**Set exercise 1:**
According to the motorhome thread, what wattage is the solar panel that was installed?
**Set exercise 2:**
Please copy from the motorhome thread the passage starting at "## GreggBear (Jan" and ending at "wanted it for.", word for word.
**Set exercise 3:**
Name each user who posts in the motorhome thread, listing each name once.
───── Excerpted passage
# My Mobile Welfare Unit



## ChrisCross (Jan 28, 2019)

Not sure if I am posting this correctly? - Last September I bought this Motorhome (ostensively for work - But), a 2004 Fiat Ducato Elnagh Marlin 4 Berth with Fixed Bed (35,000 genuine miles on the clock). I have replaced all of the Polyplastic windows (a couple leaked and steamed up) with Dometic Seitz windows with built in Cassette Blinds. Also installed in the past few weeks a 150 watt Solar Panel and Status 570 Directional TV / Radio Antenna System. added clip-on TV bracket at all points where we may watch TV (4 in total). I have fitted mud/snow tyres as I will be using in all weathers. Installed LED Lighting throughout. some very small damage on the back (a crack) so I took the opportunity to bond an aluminium checker plate to the back to strengthen it for carrying our 2 electric bikes. The aircon on the roof was already installed. 
I have bought a Gas-it system (twin 6kgs) and changeover as well as fill points for both sides of the motorhome but have yet to fit it.


----------



## Moonraker 2 (Jan 28, 2019)

That's a nice little van and has everything you need.
I do get irritated when people post all the things they have done to their vans as I would love to be able to do that but am not able. ( general ability plus age)
Have a lovely time in it.


----------



## wildebus (Jan 28, 2019)

Looks super


----------



## ChrisCross (Jan 28, 2019)

Moonraker 2 said:


> That's a nice little van and has everything you need.
> I do get irritated when people post all the things they have done to their vans as I would love to be able to do that but am not able. ( general ability plus age)
> Have a lovely time in it.



Thanks Moonraker. I Google and Youtube for what I don't know how to do. Usually works out OK and my son does the heavy lifting etc. as age is telling on me too.


----------



## REC (Jan 28, 2019)

Looks good! What is the metal on the hob? Just being nosey!!


----------



## ChrisCross (Jan 28, 2019)

REC said:


> Looks good! What is the metal on the hob? Just being nosey!!



It's a plastic bubble mat with suckers on it (B&M Store). it protects the glass top if something falls out of the cupboard above (which happened to us once in a caravan and the glass shattered).


----------



## GreggBear (Jan 28, 2019)

Looks a grand motor Chris. Enjoy your travels & enjoy your van.:camper::have fun::goodluck:


----------



## phillybarbour (Apr 15, 2019)

Great looking van, hope it’s working for what you wanted it for.


----------
──────────
───── Data entries
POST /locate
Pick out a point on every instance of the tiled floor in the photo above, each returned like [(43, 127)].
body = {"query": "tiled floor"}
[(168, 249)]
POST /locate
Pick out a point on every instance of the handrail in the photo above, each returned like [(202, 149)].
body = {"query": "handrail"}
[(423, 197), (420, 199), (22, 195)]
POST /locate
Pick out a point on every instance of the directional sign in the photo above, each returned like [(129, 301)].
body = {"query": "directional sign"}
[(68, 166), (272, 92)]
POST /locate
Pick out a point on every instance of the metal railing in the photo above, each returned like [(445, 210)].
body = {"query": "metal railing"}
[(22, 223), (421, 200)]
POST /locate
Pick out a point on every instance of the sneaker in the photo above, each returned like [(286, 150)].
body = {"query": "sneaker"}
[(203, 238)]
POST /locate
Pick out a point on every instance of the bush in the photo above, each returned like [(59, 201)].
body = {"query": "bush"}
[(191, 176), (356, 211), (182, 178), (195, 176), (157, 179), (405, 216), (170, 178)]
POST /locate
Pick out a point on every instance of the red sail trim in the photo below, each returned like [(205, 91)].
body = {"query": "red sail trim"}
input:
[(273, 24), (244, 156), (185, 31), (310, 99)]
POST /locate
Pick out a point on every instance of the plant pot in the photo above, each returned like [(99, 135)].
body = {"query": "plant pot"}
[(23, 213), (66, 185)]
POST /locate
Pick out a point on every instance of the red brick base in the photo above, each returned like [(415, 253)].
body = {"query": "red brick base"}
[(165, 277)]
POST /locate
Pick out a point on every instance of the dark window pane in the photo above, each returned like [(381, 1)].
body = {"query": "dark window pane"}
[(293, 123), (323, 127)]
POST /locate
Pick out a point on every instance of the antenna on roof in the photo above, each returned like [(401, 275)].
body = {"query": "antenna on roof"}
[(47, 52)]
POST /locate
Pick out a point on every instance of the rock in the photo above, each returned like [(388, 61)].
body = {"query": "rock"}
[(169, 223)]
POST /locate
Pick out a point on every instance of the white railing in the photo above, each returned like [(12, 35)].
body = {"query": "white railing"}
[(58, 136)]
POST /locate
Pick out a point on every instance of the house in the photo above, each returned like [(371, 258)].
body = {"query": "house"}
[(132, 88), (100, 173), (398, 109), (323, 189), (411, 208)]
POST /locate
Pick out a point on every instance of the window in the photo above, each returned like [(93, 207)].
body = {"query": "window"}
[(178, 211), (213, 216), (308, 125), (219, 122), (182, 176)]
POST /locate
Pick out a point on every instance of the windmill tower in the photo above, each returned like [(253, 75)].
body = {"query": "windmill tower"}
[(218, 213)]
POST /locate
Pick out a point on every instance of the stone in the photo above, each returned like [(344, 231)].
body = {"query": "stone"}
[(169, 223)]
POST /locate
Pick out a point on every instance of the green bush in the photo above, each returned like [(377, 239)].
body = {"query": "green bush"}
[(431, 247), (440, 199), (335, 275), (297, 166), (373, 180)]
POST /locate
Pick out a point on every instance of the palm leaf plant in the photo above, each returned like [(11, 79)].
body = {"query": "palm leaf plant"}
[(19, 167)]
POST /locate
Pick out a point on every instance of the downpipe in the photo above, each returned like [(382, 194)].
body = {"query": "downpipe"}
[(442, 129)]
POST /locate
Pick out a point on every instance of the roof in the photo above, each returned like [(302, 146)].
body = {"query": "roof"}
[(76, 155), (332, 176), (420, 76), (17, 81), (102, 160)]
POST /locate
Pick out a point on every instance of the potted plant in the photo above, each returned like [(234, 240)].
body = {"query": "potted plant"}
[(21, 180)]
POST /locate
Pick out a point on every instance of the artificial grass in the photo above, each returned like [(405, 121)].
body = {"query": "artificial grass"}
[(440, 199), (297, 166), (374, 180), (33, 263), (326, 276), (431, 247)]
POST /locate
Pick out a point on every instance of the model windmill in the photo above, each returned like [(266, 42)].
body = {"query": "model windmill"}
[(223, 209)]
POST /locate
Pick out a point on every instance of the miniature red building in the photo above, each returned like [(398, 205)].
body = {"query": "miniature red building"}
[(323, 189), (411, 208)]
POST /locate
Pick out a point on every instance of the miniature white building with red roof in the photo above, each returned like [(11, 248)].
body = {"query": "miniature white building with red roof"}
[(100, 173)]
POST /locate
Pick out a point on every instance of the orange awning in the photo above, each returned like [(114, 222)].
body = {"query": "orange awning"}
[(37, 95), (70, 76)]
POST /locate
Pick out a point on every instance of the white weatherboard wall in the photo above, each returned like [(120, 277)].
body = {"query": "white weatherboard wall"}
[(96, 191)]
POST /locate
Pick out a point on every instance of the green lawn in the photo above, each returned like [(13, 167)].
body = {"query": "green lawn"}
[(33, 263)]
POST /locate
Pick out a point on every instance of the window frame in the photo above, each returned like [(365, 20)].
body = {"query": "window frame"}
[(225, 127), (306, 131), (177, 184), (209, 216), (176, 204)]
──────────
**Correct output 1:**
150 watts

**Correct output 2:**
## GreggBear (Jan 28, 2019)

Looks a grand motor Chris. Enjoy your travels & enjoy your van.:camper::have fun::goodluck:


----------



## phillybarbour (Apr 15, 2019)

Great looking van, hope it’s working for what you wanted it for.

**Correct output 3:**
ChrisCross
Moonraker 2
wildebus
REC
GreggBear
phillybarbour